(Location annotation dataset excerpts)
▼▼▼

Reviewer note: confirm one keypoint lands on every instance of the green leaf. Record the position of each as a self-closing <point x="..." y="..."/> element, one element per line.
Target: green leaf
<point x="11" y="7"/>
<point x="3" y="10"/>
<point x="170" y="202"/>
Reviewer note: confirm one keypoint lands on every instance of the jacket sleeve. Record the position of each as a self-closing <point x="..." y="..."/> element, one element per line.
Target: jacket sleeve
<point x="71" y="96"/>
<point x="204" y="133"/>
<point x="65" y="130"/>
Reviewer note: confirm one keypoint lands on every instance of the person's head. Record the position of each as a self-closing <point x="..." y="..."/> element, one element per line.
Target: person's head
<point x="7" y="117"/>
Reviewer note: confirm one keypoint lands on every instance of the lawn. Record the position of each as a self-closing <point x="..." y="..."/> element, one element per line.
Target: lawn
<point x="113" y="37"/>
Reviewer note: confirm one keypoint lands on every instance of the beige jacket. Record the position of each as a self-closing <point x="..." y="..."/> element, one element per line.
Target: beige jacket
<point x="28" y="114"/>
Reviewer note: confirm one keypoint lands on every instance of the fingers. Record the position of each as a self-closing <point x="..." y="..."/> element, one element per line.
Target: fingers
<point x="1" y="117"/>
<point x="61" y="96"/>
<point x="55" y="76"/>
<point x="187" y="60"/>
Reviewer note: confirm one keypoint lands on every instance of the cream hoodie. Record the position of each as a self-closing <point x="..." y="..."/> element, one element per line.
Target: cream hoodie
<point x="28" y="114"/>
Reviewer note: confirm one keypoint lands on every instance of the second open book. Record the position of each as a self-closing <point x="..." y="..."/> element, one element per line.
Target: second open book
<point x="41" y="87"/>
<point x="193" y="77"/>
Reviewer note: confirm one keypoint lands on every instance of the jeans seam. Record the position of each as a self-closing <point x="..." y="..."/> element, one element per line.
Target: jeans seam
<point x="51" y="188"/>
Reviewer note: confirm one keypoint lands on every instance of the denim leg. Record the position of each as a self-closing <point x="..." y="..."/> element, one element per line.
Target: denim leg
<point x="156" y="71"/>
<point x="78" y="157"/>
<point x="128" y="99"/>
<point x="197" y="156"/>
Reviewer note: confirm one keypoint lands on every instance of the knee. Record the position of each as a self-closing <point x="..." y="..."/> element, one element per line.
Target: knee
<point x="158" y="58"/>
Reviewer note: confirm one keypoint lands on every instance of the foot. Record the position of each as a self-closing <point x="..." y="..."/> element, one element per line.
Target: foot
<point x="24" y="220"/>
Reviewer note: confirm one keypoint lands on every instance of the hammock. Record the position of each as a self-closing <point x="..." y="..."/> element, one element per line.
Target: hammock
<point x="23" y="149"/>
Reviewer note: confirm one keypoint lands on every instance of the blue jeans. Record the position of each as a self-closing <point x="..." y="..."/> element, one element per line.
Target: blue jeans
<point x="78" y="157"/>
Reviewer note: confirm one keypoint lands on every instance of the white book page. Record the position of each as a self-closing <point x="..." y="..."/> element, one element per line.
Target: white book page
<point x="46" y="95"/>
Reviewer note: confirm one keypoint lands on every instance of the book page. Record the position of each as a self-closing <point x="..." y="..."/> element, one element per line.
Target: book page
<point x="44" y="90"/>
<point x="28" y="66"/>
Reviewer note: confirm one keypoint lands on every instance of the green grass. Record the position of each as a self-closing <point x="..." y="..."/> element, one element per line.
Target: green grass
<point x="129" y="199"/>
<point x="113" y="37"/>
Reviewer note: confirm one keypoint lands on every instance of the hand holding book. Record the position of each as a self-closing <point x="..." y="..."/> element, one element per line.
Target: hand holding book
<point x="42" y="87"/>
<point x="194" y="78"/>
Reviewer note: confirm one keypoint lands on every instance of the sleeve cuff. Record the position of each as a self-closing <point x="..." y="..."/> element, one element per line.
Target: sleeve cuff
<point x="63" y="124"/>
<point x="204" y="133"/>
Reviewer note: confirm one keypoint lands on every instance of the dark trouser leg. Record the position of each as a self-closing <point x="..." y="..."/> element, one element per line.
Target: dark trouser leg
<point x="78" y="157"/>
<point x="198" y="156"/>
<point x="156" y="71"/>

▲▲▲

Render every line of the items above as a JSON list of strings, with one string per line and blank lines omitted.

[
  "Reviewer note: confirm one keypoint lands on every instance of the green leaf. Record the position of each as a self-closing <point x=\"...\" y=\"...\"/> element, one element per line.",
  "Target: green leaf",
  "<point x=\"11\" y=\"7\"/>",
  "<point x=\"3\" y=\"10\"/>",
  "<point x=\"170\" y=\"202\"/>",
  "Reviewer note: confirm one keypoint lands on every instance of the jacket sleeve. Record the position of each as a self-closing <point x=\"...\" y=\"...\"/> element, one element per line.",
  "Target: jacket sleeve",
  "<point x=\"71\" y=\"96\"/>",
  "<point x=\"204\" y=\"133\"/>",
  "<point x=\"65\" y=\"130\"/>",
  "Reviewer note: confirm one keypoint lands on every instance of the person's head. Record the position of each as a self-closing <point x=\"...\" y=\"...\"/> element, one element per line.",
  "Target: person's head",
  "<point x=\"7\" y=\"117\"/>",
  "Reviewer note: confirm one keypoint lands on every instance of the lawn. Record the position of each as a self-closing <point x=\"...\" y=\"...\"/> element, one element per line.",
  "Target: lawn",
  "<point x=\"113\" y=\"37\"/>",
  "Reviewer note: confirm one keypoint lands on every instance of the beige jacket. Record the position of each as a self-closing <point x=\"...\" y=\"...\"/> element, one element per line.",
  "Target: beige jacket",
  "<point x=\"28\" y=\"114\"/>",
  "Reviewer note: confirm one keypoint lands on every instance of the fingers. Record the position of each as a self-closing <point x=\"...\" y=\"...\"/> element, one element per line.",
  "Target: fingers",
  "<point x=\"1\" y=\"117\"/>",
  "<point x=\"61\" y=\"96\"/>",
  "<point x=\"55\" y=\"76\"/>",
  "<point x=\"187\" y=\"60\"/>",
  "Reviewer note: confirm one keypoint lands on every instance of the cream hoodie. Record the position of each as a self-closing <point x=\"...\" y=\"...\"/> element, one element per line.",
  "Target: cream hoodie",
  "<point x=\"28\" y=\"114\"/>",
  "Reviewer note: confirm one keypoint lands on every instance of the second open book. Record the position of each as a self-closing <point x=\"...\" y=\"...\"/> element, one element per line.",
  "Target: second open book",
  "<point x=\"41\" y=\"87\"/>",
  "<point x=\"193\" y=\"77\"/>",
  "Reviewer note: confirm one keypoint lands on every instance of the jeans seam. Record the position of each as a self-closing <point x=\"...\" y=\"...\"/> element, one element per line.",
  "Target: jeans seam",
  "<point x=\"51\" y=\"188\"/>",
  "Reviewer note: confirm one keypoint lands on every instance of the denim leg. Record the position of each as a self-closing <point x=\"...\" y=\"...\"/> element, one element per line.",
  "Target: denim leg",
  "<point x=\"156\" y=\"71\"/>",
  "<point x=\"78\" y=\"157\"/>",
  "<point x=\"128\" y=\"99\"/>",
  "<point x=\"197\" y=\"156\"/>",
  "Reviewer note: confirm one keypoint lands on every instance of the knee. Record the position of each as a self-closing <point x=\"...\" y=\"...\"/> element, one element per line.",
  "Target: knee",
  "<point x=\"158\" y=\"58\"/>",
  "Reviewer note: confirm one keypoint lands on every instance of the foot. Record the position of each as a self-closing <point x=\"...\" y=\"...\"/> element, one element per line.",
  "Target: foot",
  "<point x=\"24\" y=\"220\"/>",
  "Reviewer note: confirm one keypoint lands on every instance of the hammock. Record the position of each as a self-closing <point x=\"...\" y=\"...\"/> element, one element per line.",
  "Target: hammock",
  "<point x=\"23\" y=\"149\"/>",
  "Reviewer note: confirm one keypoint lands on every instance of the blue jeans. Record the position of each as a self-closing <point x=\"...\" y=\"...\"/> element, one element per line.",
  "Target: blue jeans",
  "<point x=\"78\" y=\"157\"/>",
  "Reviewer note: confirm one keypoint lands on every instance of the white book page. Record the position of each as a self-closing <point x=\"...\" y=\"...\"/> element, one element per line.",
  "Target: white book page",
  "<point x=\"46\" y=\"95\"/>",
  "Reviewer note: confirm one keypoint lands on every instance of the book page. Record the position of each as a self-closing <point x=\"...\" y=\"...\"/> element, one element per line.",
  "Target: book page",
  "<point x=\"44\" y=\"90\"/>",
  "<point x=\"28\" y=\"66\"/>",
  "Reviewer note: confirm one keypoint lands on every instance of the green grass. Record the position of each as a self-closing <point x=\"...\" y=\"...\"/> element, one element per line.",
  "Target: green grass",
  "<point x=\"129\" y=\"199\"/>",
  "<point x=\"113\" y=\"37\"/>",
  "Reviewer note: confirm one keypoint lands on every instance of the hand holding book. Record the position of each as a self-closing <point x=\"...\" y=\"...\"/> element, one element per line.",
  "Target: hand holding book",
  "<point x=\"42\" y=\"87\"/>",
  "<point x=\"194\" y=\"78\"/>",
  "Reviewer note: confirm one keypoint lands on every instance of the sleeve cuff. Record the position of each as a self-closing <point x=\"...\" y=\"...\"/> element, one element per line.",
  "Target: sleeve cuff",
  "<point x=\"63\" y=\"124\"/>",
  "<point x=\"204\" y=\"133\"/>",
  "Reviewer note: confirm one keypoint lands on every instance of the dark trouser leg. Record the position of each as a self-closing <point x=\"...\" y=\"...\"/> element, one element per line.",
  "Target: dark trouser leg",
  "<point x=\"78\" y=\"157\"/>",
  "<point x=\"198\" y=\"156\"/>",
  "<point x=\"156\" y=\"71\"/>"
]